Tujuan tugas A:
Ulangi kata demi kata bagian teks bacaan di bawah tentang gaji guru di Fakfak, dari "Persoalan ini pun" sampai dengan "Filep dengan tegas.".

Teks bacaan:

---------------

Gaji Guru di Fakfak Belum Dibayar, Senator RI Minta Stakeholder Merespons Secara Cepat

DPD RI – Surat Instruksi Persatuan Guru Republik Indonesia Kabupaten Fakfak, menghentikan proses belajar mengajar per tanggal 17 Januari 2023. Hal ini disebabkan oleh belum dibayarnya gaji bulan Januari 2023.
 
Persoalan ini pun mendapat respon tegas dari Senator Papua Barat Dr. Filep Wamafma. Filep menyoroti kinerja dinas terkait yang mengelola hal ini.
 
“Saya kaget dan heran, kenapa bisa ada kejadian gaji guru belum dibayar? Semua orang paham, bahwa adanya kebijakan Otsus itu bertujuan memberikan afirmasi terhadap dua hal mendasar yaitu pendidikan dan kesehatan. Seharusnya tidak boleh ada cerita gaji guru belum dibayar. Dimana koordinasi antara dinas terkait dan pemerintah daerah?” ungkap Filep dengan tegas.

---------------

Catatan terekstrak:

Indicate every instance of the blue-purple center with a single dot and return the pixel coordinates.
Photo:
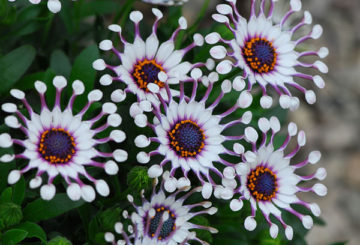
(146, 72)
(186, 138)
(262, 183)
(260, 55)
(56, 146)
(167, 227)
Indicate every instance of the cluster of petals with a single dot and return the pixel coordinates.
(166, 2)
(190, 136)
(53, 5)
(164, 219)
(268, 180)
(58, 142)
(266, 50)
(146, 66)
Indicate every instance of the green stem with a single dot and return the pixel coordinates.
(195, 26)
(47, 28)
(122, 15)
(202, 13)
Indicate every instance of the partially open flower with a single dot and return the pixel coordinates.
(59, 142)
(146, 66)
(190, 135)
(266, 50)
(269, 181)
(53, 5)
(163, 220)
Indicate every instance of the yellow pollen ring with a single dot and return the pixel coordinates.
(180, 149)
(252, 182)
(140, 76)
(253, 62)
(42, 148)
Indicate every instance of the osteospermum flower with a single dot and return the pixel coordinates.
(190, 135)
(268, 179)
(147, 65)
(58, 142)
(166, 2)
(163, 220)
(53, 5)
(266, 51)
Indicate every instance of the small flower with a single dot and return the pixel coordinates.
(166, 2)
(265, 50)
(162, 220)
(190, 135)
(53, 5)
(269, 181)
(146, 66)
(58, 142)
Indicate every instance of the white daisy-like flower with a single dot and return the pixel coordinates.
(146, 66)
(190, 135)
(53, 5)
(266, 51)
(166, 2)
(164, 220)
(268, 179)
(58, 142)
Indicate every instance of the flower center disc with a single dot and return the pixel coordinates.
(56, 146)
(262, 184)
(145, 72)
(186, 138)
(167, 226)
(260, 55)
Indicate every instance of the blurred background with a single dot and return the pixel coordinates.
(332, 124)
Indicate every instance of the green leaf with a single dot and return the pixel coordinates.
(97, 7)
(33, 230)
(14, 65)
(42, 210)
(6, 195)
(19, 192)
(10, 214)
(60, 63)
(14, 236)
(82, 68)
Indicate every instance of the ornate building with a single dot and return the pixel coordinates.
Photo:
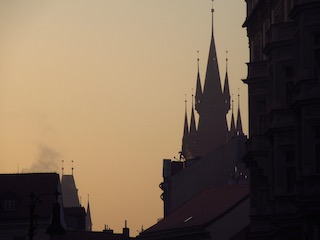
(283, 150)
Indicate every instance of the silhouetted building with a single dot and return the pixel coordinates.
(206, 192)
(284, 118)
(27, 201)
(76, 216)
(212, 105)
(213, 213)
(211, 153)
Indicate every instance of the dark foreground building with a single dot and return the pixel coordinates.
(284, 118)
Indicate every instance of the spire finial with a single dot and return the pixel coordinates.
(212, 10)
(185, 101)
(232, 104)
(198, 59)
(238, 98)
(192, 95)
(72, 167)
(227, 60)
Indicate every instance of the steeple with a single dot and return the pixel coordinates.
(226, 91)
(212, 85)
(88, 218)
(210, 103)
(212, 126)
(232, 125)
(198, 96)
(239, 122)
(186, 127)
(193, 128)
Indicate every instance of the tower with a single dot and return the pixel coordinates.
(212, 104)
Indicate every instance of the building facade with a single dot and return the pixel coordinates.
(283, 152)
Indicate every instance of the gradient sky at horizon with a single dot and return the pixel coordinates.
(103, 83)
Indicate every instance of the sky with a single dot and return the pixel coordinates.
(103, 83)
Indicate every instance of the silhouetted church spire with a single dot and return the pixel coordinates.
(186, 127)
(226, 91)
(212, 106)
(193, 128)
(198, 96)
(239, 122)
(232, 125)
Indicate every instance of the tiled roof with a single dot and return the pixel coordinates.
(18, 187)
(205, 207)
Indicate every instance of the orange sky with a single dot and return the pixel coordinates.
(103, 83)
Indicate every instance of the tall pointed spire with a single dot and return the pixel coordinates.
(210, 103)
(186, 127)
(239, 122)
(198, 96)
(226, 91)
(88, 218)
(232, 125)
(193, 128)
(212, 85)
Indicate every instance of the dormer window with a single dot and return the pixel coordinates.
(9, 205)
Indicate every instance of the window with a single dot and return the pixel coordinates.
(278, 14)
(316, 43)
(9, 205)
(289, 85)
(316, 137)
(290, 171)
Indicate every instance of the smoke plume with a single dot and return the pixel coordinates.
(47, 160)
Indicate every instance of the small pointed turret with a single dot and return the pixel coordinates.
(232, 125)
(186, 127)
(239, 122)
(226, 91)
(198, 96)
(88, 218)
(193, 128)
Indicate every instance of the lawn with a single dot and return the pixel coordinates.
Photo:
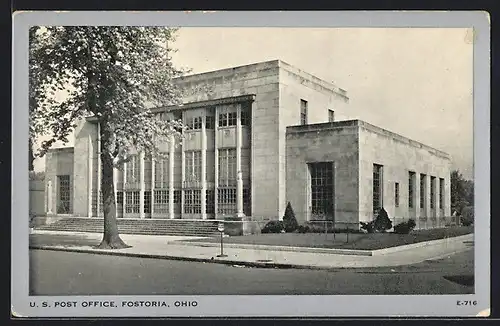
(358, 241)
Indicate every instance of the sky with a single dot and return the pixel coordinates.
(416, 82)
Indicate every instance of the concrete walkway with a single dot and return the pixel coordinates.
(169, 247)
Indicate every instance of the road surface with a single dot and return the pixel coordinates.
(69, 273)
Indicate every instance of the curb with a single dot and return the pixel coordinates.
(355, 252)
(192, 259)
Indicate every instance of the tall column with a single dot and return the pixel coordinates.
(239, 177)
(203, 196)
(152, 186)
(216, 162)
(141, 185)
(171, 158)
(89, 176)
(99, 170)
(124, 187)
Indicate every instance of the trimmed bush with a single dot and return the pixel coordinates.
(381, 223)
(467, 217)
(303, 229)
(273, 227)
(405, 227)
(289, 220)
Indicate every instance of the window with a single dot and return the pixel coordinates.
(247, 202)
(147, 202)
(245, 118)
(422, 191)
(132, 202)
(227, 119)
(160, 202)
(192, 201)
(396, 194)
(132, 172)
(210, 201)
(210, 122)
(411, 189)
(64, 193)
(303, 112)
(162, 172)
(331, 116)
(441, 193)
(227, 167)
(433, 192)
(177, 196)
(322, 189)
(194, 123)
(377, 188)
(193, 166)
(119, 204)
(226, 201)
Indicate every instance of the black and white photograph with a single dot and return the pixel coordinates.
(174, 169)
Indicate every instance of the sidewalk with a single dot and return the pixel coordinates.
(168, 247)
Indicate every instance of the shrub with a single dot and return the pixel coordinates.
(368, 226)
(273, 227)
(467, 217)
(303, 229)
(381, 223)
(289, 220)
(405, 227)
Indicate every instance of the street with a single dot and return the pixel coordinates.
(68, 273)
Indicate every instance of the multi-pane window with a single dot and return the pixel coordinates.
(192, 201)
(331, 115)
(210, 201)
(303, 112)
(132, 203)
(162, 172)
(396, 194)
(210, 122)
(422, 191)
(132, 172)
(227, 167)
(441, 193)
(64, 193)
(245, 118)
(194, 123)
(227, 119)
(247, 202)
(177, 196)
(119, 203)
(147, 202)
(433, 192)
(377, 187)
(411, 189)
(160, 202)
(226, 201)
(322, 189)
(193, 165)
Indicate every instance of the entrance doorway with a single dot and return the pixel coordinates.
(322, 190)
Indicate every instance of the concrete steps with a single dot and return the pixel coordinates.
(205, 228)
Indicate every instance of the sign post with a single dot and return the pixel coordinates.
(220, 227)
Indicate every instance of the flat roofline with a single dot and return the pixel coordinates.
(362, 124)
(62, 149)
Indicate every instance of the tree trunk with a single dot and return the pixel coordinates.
(111, 237)
(31, 158)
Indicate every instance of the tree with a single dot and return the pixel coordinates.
(115, 74)
(462, 192)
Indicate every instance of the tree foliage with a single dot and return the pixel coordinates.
(115, 74)
(462, 192)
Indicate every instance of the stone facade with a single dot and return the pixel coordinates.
(263, 101)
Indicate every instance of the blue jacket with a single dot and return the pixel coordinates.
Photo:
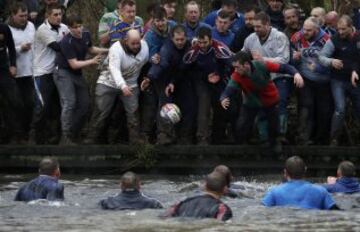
(42, 187)
(191, 32)
(156, 39)
(216, 60)
(344, 185)
(300, 194)
(227, 38)
(309, 67)
(171, 67)
(132, 199)
(237, 24)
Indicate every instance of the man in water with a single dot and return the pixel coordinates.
(45, 186)
(130, 196)
(207, 205)
(297, 192)
(346, 182)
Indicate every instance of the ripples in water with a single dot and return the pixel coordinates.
(80, 212)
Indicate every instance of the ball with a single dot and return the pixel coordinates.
(170, 112)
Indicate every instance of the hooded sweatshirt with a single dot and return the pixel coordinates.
(309, 67)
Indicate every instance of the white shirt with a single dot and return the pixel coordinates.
(124, 69)
(24, 59)
(44, 57)
(275, 49)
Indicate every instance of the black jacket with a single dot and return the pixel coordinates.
(130, 200)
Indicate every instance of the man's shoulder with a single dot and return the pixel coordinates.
(278, 34)
(212, 14)
(109, 16)
(252, 38)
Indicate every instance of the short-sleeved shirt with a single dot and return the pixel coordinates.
(42, 187)
(44, 56)
(73, 48)
(300, 194)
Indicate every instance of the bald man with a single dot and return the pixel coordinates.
(319, 13)
(315, 99)
(331, 19)
(126, 59)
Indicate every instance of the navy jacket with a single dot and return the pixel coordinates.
(344, 185)
(43, 187)
(132, 200)
(216, 60)
(171, 67)
(202, 206)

---------------

Tujuan tugas B:
Hitung baris catatan di atas yang memuat kata "white": berapa jumlahnya? Tuliskan angkanya saja.

Hasil A:
Persoalan ini pun mendapat respon tegas dari Senator Papua Barat Dr. Filep Wamafma. Filep menyoroti kinerja dinas terkait yang mengelola hal ini.
 
“Saya kaget dan heran, kenapa bisa ada kejadian gaji guru belum dibayar? Semua orang paham, bahwa adanya kebijakan Otsus itu bertujuan memberikan afirmasi terhadap dua hal mendasar yaitu pendidikan dan kesehatan. Seharusnya tidak boleh ada cerita gaji guru belum dibayar. Dimana koordinasi antara dinas terkait dan pemerintah daerah?” ungkap Filep dengan tegas.

Hasil B:
3